_TEXTAUSSCHNITT_.
•••••

Sein Literatur­agent Andrew Wylie teilte in der folgenden Nacht mit, der Autor sei nicht ansprechbar, werde wahrscheinlich ein Auge verlieren, Nerven­stränge im Arm seien durchtrennt, seine Leber beschädigt worden. Seit dem Wochenende, so heisst es aus dem Familien­kreis, könne Rushdie wieder sprechen und müsse nicht mehr künstlich beatmet werden.

Rushdie war bereits ein weltbekannter Autor, als er 1988 «Die satanischen Verse» veröffentlichte, jenen Roman, der ihm erbitterten Hass von Teilen der muslimischen Welt eintrug. Mit seinem Roman «Mitternachtskinder», im Original 1981 erschienen, hatte er den renommierten Booker Prize gewonnen; viele Jahre später, 2008, sollte das Buch sogar zum besten aller bis dahin ausgezeichneten Siegertitel gewählt werden. Auf die Veröffentlichung der «Satanischen Verse» aber folgten Blasphemie-Vorwürfe, Morddrohungen, Boykotte, aggressive Massen­proteste in Indien und Pakistan. Rushdies Geburtsland Indien verbot das Buch gleich im Herbst 1988.

Im Februar 1989 dann die höchste Eskalations­stufe: Der iranische Macht­haber Khomeini rief «alle stolzen Muslime in der Welt» zur Ermordung Rushdies auf, der mit seinem Buch den Islam, den Propheten und den Koran beleidigt habe. Khomeini starb wenig später, seine Fatwa blieb in Kraft und galt auch allen, die weltweit an der Veröffentlichung des Buches beteiligt waren. Rushdie musste untertauchen. Zehn Jahre lang lebte er im Untergrund, bis sich eine zwischen­zeitliche Entspannung abzeichnete. Nun deutet alles darauf hin, dass Khomeini und die radikalen Islamisten mehr als drei Jahrzehnte später doch noch einen Handlanger zur Vollstreckung ihres Mord­aufrufs gefunden haben.

•••••

_GEZEIGTES MATERIAL_.
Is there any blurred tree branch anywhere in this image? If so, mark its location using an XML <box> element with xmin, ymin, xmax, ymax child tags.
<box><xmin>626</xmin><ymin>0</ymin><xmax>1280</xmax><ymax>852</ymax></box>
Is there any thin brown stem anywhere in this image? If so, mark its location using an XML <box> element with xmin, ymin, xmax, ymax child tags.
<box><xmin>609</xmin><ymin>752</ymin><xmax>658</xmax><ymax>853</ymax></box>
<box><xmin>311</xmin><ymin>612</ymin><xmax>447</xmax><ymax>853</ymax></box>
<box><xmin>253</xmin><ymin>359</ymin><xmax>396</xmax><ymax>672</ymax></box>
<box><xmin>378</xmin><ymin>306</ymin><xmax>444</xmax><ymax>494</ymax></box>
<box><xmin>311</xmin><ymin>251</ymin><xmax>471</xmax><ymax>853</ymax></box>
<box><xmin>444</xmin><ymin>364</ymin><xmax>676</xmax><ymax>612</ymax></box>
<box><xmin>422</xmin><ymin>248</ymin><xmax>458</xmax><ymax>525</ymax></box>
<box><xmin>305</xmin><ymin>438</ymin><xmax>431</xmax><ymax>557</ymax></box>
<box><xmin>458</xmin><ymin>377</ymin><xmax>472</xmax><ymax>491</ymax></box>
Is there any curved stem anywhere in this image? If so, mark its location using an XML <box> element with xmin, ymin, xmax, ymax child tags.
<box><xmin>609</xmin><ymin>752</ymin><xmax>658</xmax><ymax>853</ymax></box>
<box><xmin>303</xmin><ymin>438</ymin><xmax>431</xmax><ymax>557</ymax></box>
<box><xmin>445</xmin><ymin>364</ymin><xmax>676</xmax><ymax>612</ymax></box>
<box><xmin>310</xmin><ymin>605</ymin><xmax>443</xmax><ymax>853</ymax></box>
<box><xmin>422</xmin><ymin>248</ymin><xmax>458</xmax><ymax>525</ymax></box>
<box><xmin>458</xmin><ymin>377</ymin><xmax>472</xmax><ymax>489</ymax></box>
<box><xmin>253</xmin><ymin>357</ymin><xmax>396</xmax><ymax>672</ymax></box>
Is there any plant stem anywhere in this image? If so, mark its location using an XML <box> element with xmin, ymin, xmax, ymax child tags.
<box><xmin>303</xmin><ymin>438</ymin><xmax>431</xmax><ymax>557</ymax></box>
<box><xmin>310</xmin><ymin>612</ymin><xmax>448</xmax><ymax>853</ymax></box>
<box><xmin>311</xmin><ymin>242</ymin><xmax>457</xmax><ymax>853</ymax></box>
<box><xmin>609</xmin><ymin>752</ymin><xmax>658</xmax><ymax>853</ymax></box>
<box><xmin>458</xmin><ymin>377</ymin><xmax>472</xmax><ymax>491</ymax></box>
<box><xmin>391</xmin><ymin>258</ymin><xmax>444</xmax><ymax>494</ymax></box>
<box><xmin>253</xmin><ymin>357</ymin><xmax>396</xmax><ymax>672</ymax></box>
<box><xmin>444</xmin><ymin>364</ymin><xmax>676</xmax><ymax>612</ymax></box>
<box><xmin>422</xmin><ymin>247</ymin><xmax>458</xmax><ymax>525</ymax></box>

•••••

_DEINE AUFGABEN_.
1 > Gib die Auflistung erneut wieder, beginnend mit der Zeile, die „Is there any plant“ enthält, und endend mit ihrer letzten Zeile. Ersetze darin „plant stem“ durch „woody stem“ und lass alles andere unverändert.
2 > Schreibe den Text über Rushdie und die Fatwa gegen ihn weiter, und zwar ab seinem letzten Satz.

_ERGEBNISSE DER AUFGABEN_.
1 >
Is there any woody stem anywhere in this image? If so, mark its location using an XML <box> element with xmin, ymin, xmax, ymax child tags.
<box><xmin>303</xmin><ymin>438</ymin><xmax>431</xmax><ymax>557</ymax></box>
<box><xmin>310</xmin><ymin>612</ymin><xmax>448</xmax><ymax>853</ymax></box>
<box><xmin>311</xmin><ymin>242</ymin><xmax>457</xmax><ymax>853</ymax></box>
<box><xmin>609</xmin><ymin>752</ymin><xmax>658</xmax><ymax>853</ymax></box>
<box><xmin>458</xmin><ymin>377</ymin><xmax>472</xmax><ymax>491</ymax></box>
<box><xmin>391</xmin><ymin>258</ymin><xmax>444</xmax><ymax>494</ymax></box>
<box><xmin>253</xmin><ymin>357</ymin><xmax>396</xmax><ymax>672</ymax></box>
<box><xmin>444</xmin><ymin>364</ymin><xmax>676</xmax><ymax>612</ymax></box>
<box><xmin>422</xmin><ymin>247</ymin><xmax>458</xmax><ymax>525</ymax></box>

2 >
Es geht also, wie gesagt, hier nicht wirklich um Literatur. Sondern darum, dass das iranische Regime 33 Jahre lang Khomeinis menschen­feindliches Urteil nie offiziell widerrufen hat. Darum, dass infolge dieser Fatwa zu Beginn der 1990er-Jahre Rushdies japanischer Übersetzer Hitoshi Igarashi ermordet, sein italienischer Übersetzer Ettore Capriolo mit einem Messer angegriffen, auf seinen norwegischen Verleger William Nygaard geschossen wurde. Darum, dass 1993 in der türkischen Stadt Sivas ein aufgehetzter Mob gegen den türkischen Autor Aziz Nesin wütete, das Hotel in Brand steckte, in dem Nesin sich befand, und 37 Menschen ums Leben kamen. Zuvor hatte Nesin eine Übersetzung der «Satanischen Verse» angekündigt.

Es geht darum, dass ein Regime und seine theologische Elite 33 Jahre lang davon absahen, ein Urteil zurück­zunehmen, das bereits unendliches Leid gebracht hatte. Und darum, dass den bisherigen Indizien nach eine Menge dafür spricht, dass ein 24-jähriger amerikanischer Staatsbürger, dessen familiäre Wurzeln im Südlibanon liegen, nun den Mordaufruf von 1989 vollstrecken wollte – ein junger Mann also, der beim Erlass der Fatwa noch nicht einmal geboren war.

Es trifft deshalb den Kern der Sache, wenn der Journalist Yassin Musharbash auf Twitter schreibt:

Kleiner, aber wichtige Differenzierung:

@SalmanRushdie wurde nicht wegen seines Buches Die Satanischen Verse bedroht.

Sondern weil religiöse Fanatiker auf die intellektuelle Herausforderung durch Literatur mit Gewalt und Drohungen reagiert haben.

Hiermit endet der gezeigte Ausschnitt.